- DIRECTIVE
Copy out the lines of the listing below, from the line with "456, row 183." to the line with "column 308, row 206", including both of those lines.

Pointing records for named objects
★ ★ ★ ★ ★ ★ ★
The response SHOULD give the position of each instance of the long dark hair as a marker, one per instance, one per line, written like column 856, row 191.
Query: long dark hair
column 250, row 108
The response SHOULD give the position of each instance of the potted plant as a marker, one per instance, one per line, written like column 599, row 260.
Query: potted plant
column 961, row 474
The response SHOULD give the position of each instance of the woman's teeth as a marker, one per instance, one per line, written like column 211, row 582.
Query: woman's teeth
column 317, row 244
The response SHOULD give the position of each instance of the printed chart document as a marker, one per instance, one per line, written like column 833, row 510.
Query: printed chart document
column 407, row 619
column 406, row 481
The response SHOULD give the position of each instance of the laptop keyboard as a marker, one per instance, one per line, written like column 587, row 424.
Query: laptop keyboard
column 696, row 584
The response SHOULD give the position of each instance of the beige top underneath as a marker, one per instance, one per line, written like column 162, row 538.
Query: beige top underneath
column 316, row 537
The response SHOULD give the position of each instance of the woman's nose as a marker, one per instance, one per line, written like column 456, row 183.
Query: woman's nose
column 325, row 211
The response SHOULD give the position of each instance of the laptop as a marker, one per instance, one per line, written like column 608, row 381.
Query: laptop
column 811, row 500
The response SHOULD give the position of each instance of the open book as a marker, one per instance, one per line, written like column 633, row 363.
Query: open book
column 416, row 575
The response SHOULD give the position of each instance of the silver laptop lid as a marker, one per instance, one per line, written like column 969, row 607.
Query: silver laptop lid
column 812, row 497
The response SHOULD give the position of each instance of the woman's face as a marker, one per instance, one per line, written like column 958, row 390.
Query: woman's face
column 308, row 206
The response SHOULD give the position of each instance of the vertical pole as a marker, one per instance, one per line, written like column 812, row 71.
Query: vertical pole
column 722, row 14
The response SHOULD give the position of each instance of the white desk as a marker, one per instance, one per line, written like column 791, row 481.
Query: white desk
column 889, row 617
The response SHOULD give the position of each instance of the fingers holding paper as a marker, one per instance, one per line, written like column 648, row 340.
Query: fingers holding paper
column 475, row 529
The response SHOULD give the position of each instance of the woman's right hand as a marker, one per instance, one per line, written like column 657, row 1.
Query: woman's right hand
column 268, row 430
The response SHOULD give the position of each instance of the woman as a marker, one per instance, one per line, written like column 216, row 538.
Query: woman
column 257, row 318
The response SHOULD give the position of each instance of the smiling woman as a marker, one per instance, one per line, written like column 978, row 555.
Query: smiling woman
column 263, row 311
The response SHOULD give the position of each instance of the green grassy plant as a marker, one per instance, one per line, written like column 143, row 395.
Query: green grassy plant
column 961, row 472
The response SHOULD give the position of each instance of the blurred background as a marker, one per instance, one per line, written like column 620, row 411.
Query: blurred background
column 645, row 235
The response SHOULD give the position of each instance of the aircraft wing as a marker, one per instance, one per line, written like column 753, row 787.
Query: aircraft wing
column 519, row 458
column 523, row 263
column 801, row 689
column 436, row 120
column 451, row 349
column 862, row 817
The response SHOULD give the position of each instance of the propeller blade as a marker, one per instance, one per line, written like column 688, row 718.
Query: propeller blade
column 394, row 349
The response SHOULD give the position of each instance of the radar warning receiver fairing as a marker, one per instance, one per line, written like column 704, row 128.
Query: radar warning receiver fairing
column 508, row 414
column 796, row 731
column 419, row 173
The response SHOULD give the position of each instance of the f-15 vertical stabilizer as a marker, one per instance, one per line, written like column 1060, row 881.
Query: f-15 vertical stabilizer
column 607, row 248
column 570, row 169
★ ★ ★ ★ ★ ★ ★
- FINAL RESULT
The response SHOULD give the position of each instance of the woman's nose as a marker, one per instance, one per line, written like column 456, row 183.
Query: woman's nose
column 325, row 211
The response SHOULD give the position of each instance of the laptop as a marker, one per instance, one per line, written like column 608, row 381.
Query: laptop
column 811, row 500
The response SHOULD give the position of each instance of the open book as a marker, one per instance, one per line, written like column 633, row 363.
Query: open book
column 416, row 575
The response SHOULD give the position of each instance of the silver laptop lid as a marker, one per instance, one per line, written like column 969, row 607.
Query: silver laptop lid
column 812, row 497
The response SHOULD give the position of each instance of the woman's face as a marker, one per instance, one per line, written like column 958, row 390.
Query: woman's face
column 308, row 206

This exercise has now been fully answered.